All hail the queen.
Keine andere Kraftübung hat einen größeren Trainingseffekt auf unseren Bewegungsapparat als die Kniebeuge. Vom stabilen Fuß und der Beweglichkeit im Sprunggelenk, über die primär dynamisch arbeitenden Gelenke Knie und Hüfte, zu einem stabilen Rumpf und Schulterblatt. Keine andere Kraftübung erzeugt eine solch ausgewogene Symbiose aus Mobilität und Kraft der gelenkumschließenden Strukturen. Dabei handelt es sich auf muskulärer Ebene primär um das Zusammenspiel der kniestreckenden und der hüftstreckenden Muskulatur sowie der hauptsächlich isometrischen Muskelspannung der Streckmuskulatur der Wirbelsäule . Die Muskelgruppe der Hüftstrecker und der Streckmuskulatur der Wirbelsäule wird zusammengefasst auch „hintere Kette“ genannt. Zusätzlich ist die Muskulatur des Rumpfes aktiv, um die aufrechte Oberkörperposition zu stabilisieren.

(Aufgabe 1):
Schreiben Sie den Text über die Kniebeuge vollständig und Wort für Wort ab.

(Auszüge aus einem Zeigedatensatz):

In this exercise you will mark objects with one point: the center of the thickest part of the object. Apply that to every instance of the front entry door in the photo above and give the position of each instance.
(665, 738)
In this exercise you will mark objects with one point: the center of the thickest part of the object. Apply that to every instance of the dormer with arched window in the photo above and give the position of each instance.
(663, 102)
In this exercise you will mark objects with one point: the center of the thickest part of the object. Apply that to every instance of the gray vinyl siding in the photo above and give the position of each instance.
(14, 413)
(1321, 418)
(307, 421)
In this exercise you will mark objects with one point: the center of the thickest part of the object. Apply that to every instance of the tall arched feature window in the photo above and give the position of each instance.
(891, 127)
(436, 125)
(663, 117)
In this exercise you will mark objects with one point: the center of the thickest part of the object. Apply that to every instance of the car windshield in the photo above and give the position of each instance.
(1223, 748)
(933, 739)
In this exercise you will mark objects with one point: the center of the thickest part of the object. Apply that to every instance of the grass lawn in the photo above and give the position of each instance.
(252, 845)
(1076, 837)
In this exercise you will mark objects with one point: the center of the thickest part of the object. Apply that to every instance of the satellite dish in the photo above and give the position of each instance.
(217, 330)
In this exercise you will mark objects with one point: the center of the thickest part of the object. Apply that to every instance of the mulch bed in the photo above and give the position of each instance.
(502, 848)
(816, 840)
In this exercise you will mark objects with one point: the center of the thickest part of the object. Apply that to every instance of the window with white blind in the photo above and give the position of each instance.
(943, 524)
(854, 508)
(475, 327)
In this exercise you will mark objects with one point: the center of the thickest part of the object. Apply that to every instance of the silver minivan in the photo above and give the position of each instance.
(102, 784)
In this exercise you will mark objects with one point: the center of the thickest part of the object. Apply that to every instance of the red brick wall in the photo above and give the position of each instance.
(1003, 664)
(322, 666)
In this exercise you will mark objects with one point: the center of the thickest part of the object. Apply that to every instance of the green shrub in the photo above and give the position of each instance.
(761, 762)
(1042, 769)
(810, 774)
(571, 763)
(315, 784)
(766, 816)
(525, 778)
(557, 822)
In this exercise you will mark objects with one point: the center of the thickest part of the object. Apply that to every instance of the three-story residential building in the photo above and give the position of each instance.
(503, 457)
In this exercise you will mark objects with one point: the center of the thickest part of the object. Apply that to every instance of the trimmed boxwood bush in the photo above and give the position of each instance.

(Aufgabe 2):
Stellen Sie aus der Auflistung alle Zeilen zusammen, in denen das Wort „window“ vorkommt, und geben Sie jede davon unverändert wieder.

(Vollständige Ausgabe 1):
All hail the queen.
Keine andere Kraftübung hat einen größeren Trainingseffekt auf unseren Bewegungsapparat als die Kniebeuge. Vom stabilen Fuß und der Beweglichkeit im Sprunggelenk, über die primär dynamisch arbeitenden Gelenke Knie und Hüfte, zu einem stabilen Rumpf und Schulterblatt. Keine andere Kraftübung erzeugt eine solch ausgewogene Symbiose aus Mobilität und Kraft der gelenkumschließenden Strukturen. Dabei handelt es sich auf muskulärer Ebene primär um das Zusammenspiel der kniestreckenden und der hüftstreckenden Muskulatur sowie der hauptsächlich isometrischen Muskelspannung der Streckmuskulatur der Wirbelsäule . Die Muskelgruppe der Hüftstrecker und der Streckmuskulatur der Wirbelsäule wird zusammengefasst auch „hintere Kette“ genannt. Zusätzlich ist die Muskulatur des Rumpfes aktiv, um die aufrechte Oberkörperposition zu stabilisieren.

(Vollständige Ausgabe 2):
In this exercise you will mark objects with one point: the center of the thickest part of the object. Apply that to every instance of the dormer with arched window in the photo above and give the position of each instance.
In this exercise you will mark objects with one point: the center of the thickest part of the object. Apply that to every instance of the tall arched feature window in the photo above and give the position of each instance.
In this exercise you will mark objects with one point: the center of the thickest part of the object. Apply that to every instance of the window with white blind in the photo above and give the position of each instance.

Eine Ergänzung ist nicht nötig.